In this episode of Tomorrow’s World Today, George journeys to Cincinnati to visit Tide headquarters and learn about both their history and new innovations they’re making in terms of sustainability. Through his journey, we learn how far laundry has come in terms of innovation and also how much room it has to grow. Unfortunately, though extremely innovative, the modern laundry model isn’t the most environmentally friendly. Between the excessive use of water, heating, and electricity… well, your clothes may be green, but doing your laundry certainly isn’t. But the good news is that there are many steps one can take to make their day-to-day laundry needs much more sustainable. Here are our top sustainable laundry tips.
Wash Clothes Sparingly
We know it can be tempting to toss your clothes into the laundry after every wear, but you don’t actually need to. The belief that clothes become ‘dirty’ after every wear is largely influenced by laundry product ads and we actually only need to wash our clothes after they become stained or stinky. By wearing clothes multiple times prior to washing them, you’ll limit your water and energy usage by not having to do laundry as often.

> **Study material**:
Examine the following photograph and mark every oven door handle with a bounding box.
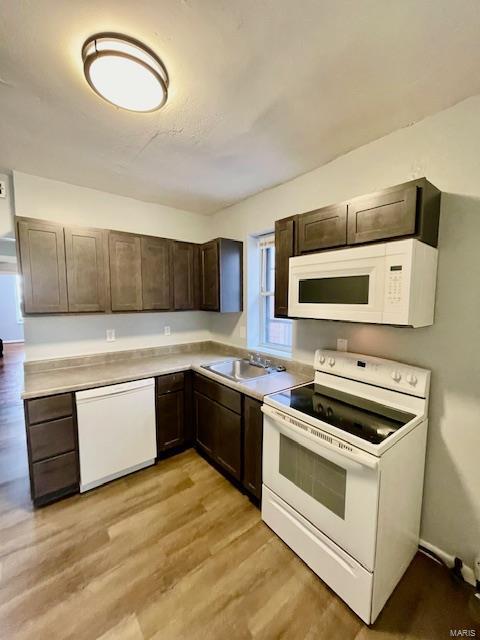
[262,404,378,469]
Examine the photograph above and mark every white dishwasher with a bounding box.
[75,378,157,492]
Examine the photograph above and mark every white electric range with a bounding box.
[262,350,430,624]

> **Task instructions**:
Continue the sustainable laundry tips text from its last sentence, adding the tips that follow.

> **Response**:
Use Less Detergent
Utilizing all of your resources to their fullest extent will help you create less waste in your laundry routine so make sure you’re not using too much detergent. We know you love your clothes to smell fresh and clean, but if you’re seeing more than a few suds in your machine then you’re using too much detergent. You likely won’t need the full cap-sized amount that is recommended by detergent companies so, once you have the perfect amount calculated, mark your cap with a sharpie to make it easier on yourself.
Use Cold Water
Heating water for your laundry can suck up a lot of energy, so turn the dial to cold water instead. In fact, according to Project Drawdown, the hot water used for showers, washing dishes, and laundry consumes one-quarter of residual energy used worldwide. You’ll wind up saving a lot of energy simply by using exclusively cold water for your garments. And, as a bonus, less fabric bleeding!
How to Sanitize
One of the main reasons people will insist on the hot water cycle is to help kill germs or bacteria on their garments. These invisible beasts may make you break out into a cold sweat, but you can be selective about what you sanitize. For example, your standard t-shirt and jeans aren’t crawling in bacteria but a bedsheet used while sick will need to be sanitized. For those items that do need extra cleaning power, use the dryer instead of the washer to clean them. Using the ‘sanitize’ cycle on your dryer instead of washing with heat will not only cut down on some energy usage but it will be just as effective in sanitizing your items.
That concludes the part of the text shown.